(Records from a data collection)
═══

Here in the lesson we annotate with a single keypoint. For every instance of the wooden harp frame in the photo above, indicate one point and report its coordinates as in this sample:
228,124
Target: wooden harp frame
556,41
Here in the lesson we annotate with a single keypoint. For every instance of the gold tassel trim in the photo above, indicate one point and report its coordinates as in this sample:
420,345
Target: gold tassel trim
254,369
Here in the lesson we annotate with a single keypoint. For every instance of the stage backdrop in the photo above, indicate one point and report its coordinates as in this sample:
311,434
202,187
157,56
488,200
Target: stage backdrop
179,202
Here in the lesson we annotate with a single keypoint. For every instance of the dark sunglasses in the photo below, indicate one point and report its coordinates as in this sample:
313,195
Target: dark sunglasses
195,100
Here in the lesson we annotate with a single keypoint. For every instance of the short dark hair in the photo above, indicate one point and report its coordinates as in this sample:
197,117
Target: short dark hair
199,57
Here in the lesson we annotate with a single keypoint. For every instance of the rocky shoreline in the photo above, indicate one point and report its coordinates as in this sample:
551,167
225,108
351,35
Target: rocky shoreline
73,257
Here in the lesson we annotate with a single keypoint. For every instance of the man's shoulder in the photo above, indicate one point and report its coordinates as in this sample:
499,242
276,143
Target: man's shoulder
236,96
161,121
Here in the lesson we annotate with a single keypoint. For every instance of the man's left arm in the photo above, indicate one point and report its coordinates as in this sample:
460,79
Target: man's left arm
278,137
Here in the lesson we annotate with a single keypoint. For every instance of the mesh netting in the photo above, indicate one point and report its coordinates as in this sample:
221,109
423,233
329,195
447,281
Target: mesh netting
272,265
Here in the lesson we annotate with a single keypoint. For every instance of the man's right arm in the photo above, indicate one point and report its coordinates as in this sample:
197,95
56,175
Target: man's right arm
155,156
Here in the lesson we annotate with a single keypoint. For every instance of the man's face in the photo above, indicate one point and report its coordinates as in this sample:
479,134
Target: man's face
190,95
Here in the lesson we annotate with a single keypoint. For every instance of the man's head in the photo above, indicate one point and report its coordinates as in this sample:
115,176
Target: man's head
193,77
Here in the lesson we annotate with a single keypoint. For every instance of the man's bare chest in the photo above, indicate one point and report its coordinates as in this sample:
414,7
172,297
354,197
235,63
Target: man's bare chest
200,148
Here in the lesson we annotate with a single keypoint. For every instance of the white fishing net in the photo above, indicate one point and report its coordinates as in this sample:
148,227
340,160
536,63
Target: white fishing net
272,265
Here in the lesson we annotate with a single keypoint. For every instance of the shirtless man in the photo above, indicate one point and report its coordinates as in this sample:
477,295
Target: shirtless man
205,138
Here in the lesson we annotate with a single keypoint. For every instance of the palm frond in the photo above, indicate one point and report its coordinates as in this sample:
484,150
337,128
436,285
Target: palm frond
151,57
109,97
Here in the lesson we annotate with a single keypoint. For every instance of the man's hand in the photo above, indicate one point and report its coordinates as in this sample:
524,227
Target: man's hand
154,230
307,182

═══

Return the entries above exactly, each one complete.

Here in the lesson we annotate with a single keypoint. For every instance of the wooden harp frame in the photo above, indicate one point and report its coordinates as in this sample:
228,124
Target: wooden harp frame
556,41
Here in the lesson we annotate with a single keypoint. For every instance of the gold tassel trim in the photo above, indicate one point and report its coordinates as in this sample:
420,345
Target: gold tassel trim
254,369
Here in the lesson we annotate with a single keypoint. For every instance of the stage backdrop in the photo above, indicate one point and report its coordinates as in this sample:
311,434
202,187
157,56
488,200
Target: stage backdrop
179,202
Here in the lesson we annotate with a single keypoint. For every instance of the dark sunglasses in the photo below, indicate one point and report its coordinates as in this sample:
313,195
Target: dark sunglasses
195,100
Here in the lesson we annotate with a single keypoint. For every instance of the short dark hair in the photo above, indicate one point and report its coordinates as in this sample:
197,117
Target: short dark hair
199,57
Here in the lesson we annotate with a single keypoint. For every instance of the rocky shoreline in the photo above, indicate one point and report its coordinates as in this sample:
551,167
225,108
351,35
Target: rocky shoreline
73,257
Here in the lesson we annotate with a single keypoint. For every instance of the man's shoulder in the photo above, indicate one point and report its coordinates as in this sample:
499,242
276,143
Target: man's shoulder
236,96
161,121
Here in the lesson we annotate with a single keypoint. For every instance of the man's left arm in the photo above, indicate one point and report its coordinates as in this sample:
460,79
Target: man's left arm
278,137
Here in the lesson we annotate with a single keypoint. For every instance of the mesh netting in the photo above, indicate one point and report its coordinates as in this sample:
221,109
423,233
329,195
447,281
Target: mesh netting
272,265
Here in the lesson we annotate with a single keypoint. For every instance of the man's right arm in the photo above, indicate one point and report its coordinates as in this sample:
197,95
56,175
Target: man's right arm
155,156
Here in the lesson we annotate with a single keypoint. For every instance of the man's face in the photo above, indicate one point and report its coordinates as in this sample:
479,134
Target: man's face
190,95
Here in the lesson we annotate with a single keypoint. For every instance of the man's head in the photo above, indicate one point and report its coordinates as in this sample:
115,176
Target: man's head
193,77
Here in the lesson we annotate with a single keypoint. For every instance of the man's bare chest in the photo above, indicate one point and report its coordinates as in this sample:
414,7
172,297
354,197
235,63
Target: man's bare chest
200,148
Here in the lesson we annotate with a single keypoint. For every instance of the white fishing net in the photo above, indicate one point and report its coordinates as in this sample:
148,227
340,160
536,63
Target: white fishing net
272,265
Here in the lesson we annotate with a single keypoint. For every instance of the shirtless man in the photo above, indicate one point and report its coordinates as in this sample:
477,295
Target: shirtless man
205,138
Here in the lesson we annotate with a single keypoint. For every instance of the palm frond in the photo above, indicate one point and report its coordinates as in this sample:
484,150
337,128
436,285
Target: palm frond
151,57
109,97
Here in the lesson we annotate with a single keypoint. For every instance of the man's hand in the photo above, indicate one point and report its coordinates as in this sample:
524,227
Target: man's hand
154,230
307,182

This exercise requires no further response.